### Short exercise
Extract every line of text from the material below and reproduce each one word for word. Leave the pictures out of your answer.

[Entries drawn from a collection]
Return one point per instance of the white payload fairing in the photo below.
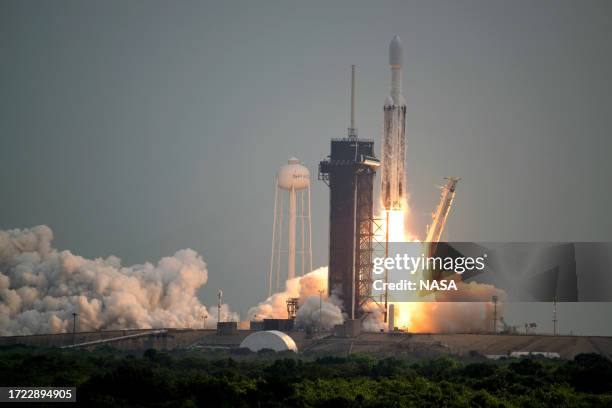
(393, 157)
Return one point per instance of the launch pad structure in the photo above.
(349, 172)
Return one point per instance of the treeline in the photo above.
(105, 378)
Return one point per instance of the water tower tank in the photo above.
(293, 175)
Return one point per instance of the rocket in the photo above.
(393, 156)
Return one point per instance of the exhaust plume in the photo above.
(40, 288)
(306, 288)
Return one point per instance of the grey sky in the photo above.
(139, 128)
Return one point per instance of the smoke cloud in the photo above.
(306, 288)
(40, 288)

### Result
Return one point per instance of the white payload fairing in the photo below.
(393, 157)
Return one point per instance of the launch pad structure in the photo above.
(349, 172)
Return one point per instance of the treeline in the photo above.
(105, 378)
Return one point per instance of the water tower tank in the photo above.
(293, 175)
Return one point per instance of the rocket in the photo above.
(393, 156)
Return one point per instance of the exhaust plume in the photo above.
(40, 288)
(306, 288)
Return one point per instance of the grey sky in the photo above.
(139, 128)
Return one point per instance of the smoke cloud in the photo above.
(306, 288)
(40, 288)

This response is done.